| Text passage |

6.6 Where the Goods have been manufactured by the Seller and are found to be defective, the Seller shall repair, or in its sole discretion, replace the defective Goods free of charge within twelve (12) months from the date of delivery subject to Buyer’s compliance with these Terms and Conditions.
6.7 The Seller will be under no liability or further obligation in relation to the Goods if:
- the Buyer fails to provide notice as set above; and/or
- the Buyer makes any further use of such Goods after giving notice under this clause relating to damages and/or shortages; and/or
- the defect arises because the Buyer did not follow the Seller’s oral or written instructions about the storage, commissioning, installation, use and maintenance of the Goods; and/or
- the defect arises from normal wear and tear of the Goods; and/or
- the defect arises from misuse or alteration of the Goods, negligence, wilful damage or any other act by the Buyer, the Buyer’s employees or agents or any third parties.
6.8 The Buyer bears the risk and cost of returning the Goods.
6.9 Acceptance of the Goods will be deemed to have taken place upon satisfactory inspection of the Goods by the Buyer and in any event within one (1) day after delivery.
7. RISK & TITLE
7.1 The risk associated to any loss, damage or deterioration of the Goods from any cause whatsoever passes from the Seller to the Buyer on each of the following events occurring (as may be applicable):
- when the Buyer collects the Goods from the Seller;
- when the Goods are fully loaded onto the Buyer’s alternative mode of transport for delivery; or
- when the Goods are fully loaded onto the Seller’s nominated transport for delivery;
- when the Goods are in the Buyers possession.
7.2 After the risk of the Goods passes from the Seller to the Buyer in accordance with the above clause, the Buyer acknowledges that is assumes all responsibility and risk associated with the Goods.
7.3 The Seller retains all legal and equitable title in any Goods supplies to the Buyer until payment in full for or in connection with the supply of the relevant Goods has been received by the Seller.
7.4 Until payment in full has been received by the Seller, the Buyer must:
- hold the Goods on a fiduciary basis as the Seller’s bailee; and/or
- store the Goods separately and not remove, deface or obscure any identifying mark or packaging on or relating to the Goods; and/or
- keep the Goods in satisfactory condition and keep them insured against all risks for their full Price from the date of delivery.
7.5 The Seller is irrevocably entitled at any time and from time to time to inspect or to recover and retake possession of such Goods and otherwise exercise in relation to the Goods any of the Seller’s rights whether those rights are as owner and/or unpaid Seller or otherwise and whether those rights are conferred by common law, contract, statute or in any other way.

| Task set |
**1)** Using clause 6.7 of the terms and conditions, explain when the Seller has no liability for a defect that involves its instructions.
**2)** List every event in clause 7.1 of the terms and conditions on which risk in the Goods passes from the Seller to the Buyer.
**3)** Answer from the terms and conditions:
(a) Within what period does the Seller repair or replace defective Goods that it manufactured?
(b) Who bears the risk and cost of returning the Goods?
(c) Until what point does the Seller keep legal and equitable title in the Goods?
The records are separate from the terms and conditions.

| Material |

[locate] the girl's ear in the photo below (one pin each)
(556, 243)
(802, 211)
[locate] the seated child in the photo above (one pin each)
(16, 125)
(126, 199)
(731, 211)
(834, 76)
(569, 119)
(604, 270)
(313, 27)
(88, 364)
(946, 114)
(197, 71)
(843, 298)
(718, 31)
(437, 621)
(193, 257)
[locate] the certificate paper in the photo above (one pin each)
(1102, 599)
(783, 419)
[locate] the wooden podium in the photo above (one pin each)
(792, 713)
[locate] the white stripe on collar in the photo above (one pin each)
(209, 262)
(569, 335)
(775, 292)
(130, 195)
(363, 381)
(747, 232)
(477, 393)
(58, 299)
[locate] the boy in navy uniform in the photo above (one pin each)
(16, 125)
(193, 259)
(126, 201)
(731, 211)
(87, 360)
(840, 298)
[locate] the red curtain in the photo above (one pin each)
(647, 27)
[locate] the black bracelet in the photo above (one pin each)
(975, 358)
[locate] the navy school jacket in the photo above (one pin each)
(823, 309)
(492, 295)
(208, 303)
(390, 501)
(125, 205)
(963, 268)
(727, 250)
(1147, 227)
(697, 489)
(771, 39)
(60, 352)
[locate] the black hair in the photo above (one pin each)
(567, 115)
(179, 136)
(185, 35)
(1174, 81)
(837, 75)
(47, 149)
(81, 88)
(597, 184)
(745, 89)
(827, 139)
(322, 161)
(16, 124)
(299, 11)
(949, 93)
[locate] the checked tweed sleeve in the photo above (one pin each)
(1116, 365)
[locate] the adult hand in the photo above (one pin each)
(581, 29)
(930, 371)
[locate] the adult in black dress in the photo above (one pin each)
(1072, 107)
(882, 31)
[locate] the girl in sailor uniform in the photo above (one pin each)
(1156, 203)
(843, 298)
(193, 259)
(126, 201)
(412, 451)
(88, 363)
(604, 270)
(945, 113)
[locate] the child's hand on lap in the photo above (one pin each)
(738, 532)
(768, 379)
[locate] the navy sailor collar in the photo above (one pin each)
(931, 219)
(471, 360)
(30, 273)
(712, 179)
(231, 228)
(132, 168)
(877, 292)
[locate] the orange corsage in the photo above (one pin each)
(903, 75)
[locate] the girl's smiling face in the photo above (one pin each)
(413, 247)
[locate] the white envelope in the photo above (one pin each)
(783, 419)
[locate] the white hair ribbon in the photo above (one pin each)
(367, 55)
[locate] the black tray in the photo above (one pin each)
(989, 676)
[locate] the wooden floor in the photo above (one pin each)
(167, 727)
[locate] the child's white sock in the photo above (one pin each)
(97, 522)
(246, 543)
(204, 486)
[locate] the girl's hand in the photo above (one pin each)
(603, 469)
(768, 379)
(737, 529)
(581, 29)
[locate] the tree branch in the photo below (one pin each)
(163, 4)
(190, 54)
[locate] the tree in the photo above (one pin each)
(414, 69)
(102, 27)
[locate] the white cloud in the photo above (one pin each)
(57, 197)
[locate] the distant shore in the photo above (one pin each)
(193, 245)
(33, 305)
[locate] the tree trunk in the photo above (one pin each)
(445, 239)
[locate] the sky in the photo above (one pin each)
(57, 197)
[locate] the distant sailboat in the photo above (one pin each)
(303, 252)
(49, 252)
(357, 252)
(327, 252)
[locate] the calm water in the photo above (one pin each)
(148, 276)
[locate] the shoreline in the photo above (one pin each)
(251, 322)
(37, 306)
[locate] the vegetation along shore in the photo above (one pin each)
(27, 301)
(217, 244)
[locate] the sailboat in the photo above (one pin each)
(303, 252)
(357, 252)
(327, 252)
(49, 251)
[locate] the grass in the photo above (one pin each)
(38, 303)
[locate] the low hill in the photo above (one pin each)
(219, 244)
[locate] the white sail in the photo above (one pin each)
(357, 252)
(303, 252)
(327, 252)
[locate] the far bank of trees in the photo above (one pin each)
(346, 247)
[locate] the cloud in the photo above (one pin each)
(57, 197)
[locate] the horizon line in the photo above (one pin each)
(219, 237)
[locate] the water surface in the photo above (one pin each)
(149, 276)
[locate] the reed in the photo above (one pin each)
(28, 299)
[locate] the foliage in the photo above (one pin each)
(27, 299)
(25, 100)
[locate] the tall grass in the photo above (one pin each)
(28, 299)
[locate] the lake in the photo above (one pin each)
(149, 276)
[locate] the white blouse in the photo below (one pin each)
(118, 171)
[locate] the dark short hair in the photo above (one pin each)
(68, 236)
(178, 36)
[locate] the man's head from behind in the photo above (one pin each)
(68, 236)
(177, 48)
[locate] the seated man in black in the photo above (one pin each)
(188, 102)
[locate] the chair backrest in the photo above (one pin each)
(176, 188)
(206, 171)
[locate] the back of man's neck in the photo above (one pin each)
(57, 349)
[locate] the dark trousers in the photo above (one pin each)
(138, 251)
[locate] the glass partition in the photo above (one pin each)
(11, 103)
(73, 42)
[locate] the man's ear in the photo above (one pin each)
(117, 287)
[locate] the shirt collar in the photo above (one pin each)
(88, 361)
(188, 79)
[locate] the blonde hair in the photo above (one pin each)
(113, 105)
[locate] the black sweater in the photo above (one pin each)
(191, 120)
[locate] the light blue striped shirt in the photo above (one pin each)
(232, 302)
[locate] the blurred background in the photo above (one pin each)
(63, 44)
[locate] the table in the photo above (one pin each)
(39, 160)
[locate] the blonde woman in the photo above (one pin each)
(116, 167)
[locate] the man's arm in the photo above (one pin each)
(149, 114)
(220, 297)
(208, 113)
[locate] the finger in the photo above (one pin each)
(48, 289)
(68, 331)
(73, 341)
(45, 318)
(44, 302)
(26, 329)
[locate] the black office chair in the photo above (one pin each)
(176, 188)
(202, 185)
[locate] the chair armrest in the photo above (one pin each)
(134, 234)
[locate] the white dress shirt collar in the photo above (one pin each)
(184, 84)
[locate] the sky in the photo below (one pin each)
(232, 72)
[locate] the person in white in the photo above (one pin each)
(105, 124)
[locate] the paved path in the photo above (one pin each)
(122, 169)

| Solutions to the problems |
**1)** Under clause 6.7, the Seller has no liability or further obligation for the Goods if the defect arises because the Buyer did not follow the Seller's oral or written instructions. Those instructions cover the storage, commissioning, installation, use and maintenance of the Goods.

**2)**
- when the Buyer collects the Goods from the Seller
- when the Goods are fully loaded onto the Buyer's alternative mode of transport for delivery
- when the Goods are fully loaded onto the Seller's nominated transport for delivery
- when the Goods are in the Buyer's possession

**3)**
(a) Within twelve (12) months from the date of delivery.
(b) The Buyer.
(c) Until the Seller has received payment in full for, or in connection with, the supply of the relevant Goods.